■ Segmentation labeling entries:
◆ ◆ ◆ ◆ ◆

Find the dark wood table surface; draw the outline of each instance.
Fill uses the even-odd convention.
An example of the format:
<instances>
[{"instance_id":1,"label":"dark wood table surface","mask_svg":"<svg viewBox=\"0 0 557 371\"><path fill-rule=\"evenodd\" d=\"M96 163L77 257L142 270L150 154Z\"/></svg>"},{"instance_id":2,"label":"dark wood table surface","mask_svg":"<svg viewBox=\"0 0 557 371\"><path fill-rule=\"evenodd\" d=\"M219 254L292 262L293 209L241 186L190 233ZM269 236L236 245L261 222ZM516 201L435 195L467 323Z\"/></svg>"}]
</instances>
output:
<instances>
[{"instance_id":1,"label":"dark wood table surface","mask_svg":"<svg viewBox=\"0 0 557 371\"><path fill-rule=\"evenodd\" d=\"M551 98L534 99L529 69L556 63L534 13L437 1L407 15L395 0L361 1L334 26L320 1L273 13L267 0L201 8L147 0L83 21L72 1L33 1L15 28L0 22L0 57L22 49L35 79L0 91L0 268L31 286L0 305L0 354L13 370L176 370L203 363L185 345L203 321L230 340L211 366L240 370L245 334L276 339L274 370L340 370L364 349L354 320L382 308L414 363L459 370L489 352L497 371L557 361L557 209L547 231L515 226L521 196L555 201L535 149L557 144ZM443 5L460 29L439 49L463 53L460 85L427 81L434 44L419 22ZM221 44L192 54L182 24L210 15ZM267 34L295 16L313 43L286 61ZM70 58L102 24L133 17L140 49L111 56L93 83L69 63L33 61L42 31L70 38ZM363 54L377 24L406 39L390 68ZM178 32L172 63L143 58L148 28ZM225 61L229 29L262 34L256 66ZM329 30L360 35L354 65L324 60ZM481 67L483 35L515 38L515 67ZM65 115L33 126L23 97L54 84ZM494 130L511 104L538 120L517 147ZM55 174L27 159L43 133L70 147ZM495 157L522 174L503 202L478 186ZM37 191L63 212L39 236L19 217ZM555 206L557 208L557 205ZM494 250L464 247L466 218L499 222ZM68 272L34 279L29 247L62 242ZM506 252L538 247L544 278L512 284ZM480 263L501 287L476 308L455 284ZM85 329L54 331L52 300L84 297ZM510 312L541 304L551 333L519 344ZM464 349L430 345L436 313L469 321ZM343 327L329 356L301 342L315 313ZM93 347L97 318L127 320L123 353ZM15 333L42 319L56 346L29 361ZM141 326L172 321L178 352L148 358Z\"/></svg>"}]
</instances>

◆ ◆ ◆ ◆ ◆

■ Problem requirements: Transcribe every line of the records above verbatim, without altering any character.

■ Task result:
Find the dark wood table surface; draw the outline of each instance.
Fill uses the even-odd convention.
An example of the format:
<instances>
[{"instance_id":1,"label":"dark wood table surface","mask_svg":"<svg viewBox=\"0 0 557 371\"><path fill-rule=\"evenodd\" d=\"M96 163L77 257L142 270L150 154Z\"/></svg>"},{"instance_id":2,"label":"dark wood table surface","mask_svg":"<svg viewBox=\"0 0 557 371\"><path fill-rule=\"evenodd\" d=\"M219 254L292 262L293 209L241 186L190 233ZM269 236L236 245L261 222ZM516 201L435 195L467 323Z\"/></svg>"}]
</instances>
output:
<instances>
[{"instance_id":1,"label":"dark wood table surface","mask_svg":"<svg viewBox=\"0 0 557 371\"><path fill-rule=\"evenodd\" d=\"M551 98L534 99L529 69L556 63L534 13L437 1L407 15L395 0L361 1L334 26L320 1L273 13L267 0L201 8L147 0L83 21L72 1L33 1L15 28L0 22L0 57L22 49L35 79L0 91L0 268L31 286L0 305L0 354L13 370L176 370L203 363L185 345L203 321L230 340L211 366L240 370L245 334L276 339L274 370L340 370L364 349L354 320L382 308L414 363L459 370L489 352L497 371L557 361L557 209L547 231L515 226L521 196L555 201L535 149L557 144ZM443 5L460 29L439 49L463 53L460 85L427 81L434 44L419 22ZM221 44L192 54L182 24L210 15ZM267 34L295 16L313 43L286 61ZM70 58L102 24L133 17L140 49L111 56L93 83L69 63L33 61L42 31L70 38ZM363 54L377 24L406 39L390 68ZM178 32L172 63L143 58L148 28ZM225 61L229 29L262 34L256 66ZM329 30L360 35L354 65L324 60ZM481 67L483 35L515 38L515 67ZM65 115L33 126L23 97L54 84ZM494 130L511 104L538 120L517 147ZM55 174L27 159L43 133L70 147ZM495 157L522 174L503 202L478 186ZM37 191L63 212L39 236L19 217ZM555 206L557 208L557 205ZM494 250L464 247L466 218L499 222ZM68 272L34 279L29 247L62 242ZM506 252L538 247L544 278L512 284ZM480 263L501 287L476 308L455 284ZM85 329L54 331L52 300L84 297ZM510 312L541 304L551 333L519 344ZM464 349L430 345L436 313L469 321ZM343 327L329 356L301 342L315 313ZM93 347L97 318L127 320L123 353ZM15 333L42 319L56 346L29 361ZM141 326L172 321L178 352L148 358Z\"/></svg>"}]
</instances>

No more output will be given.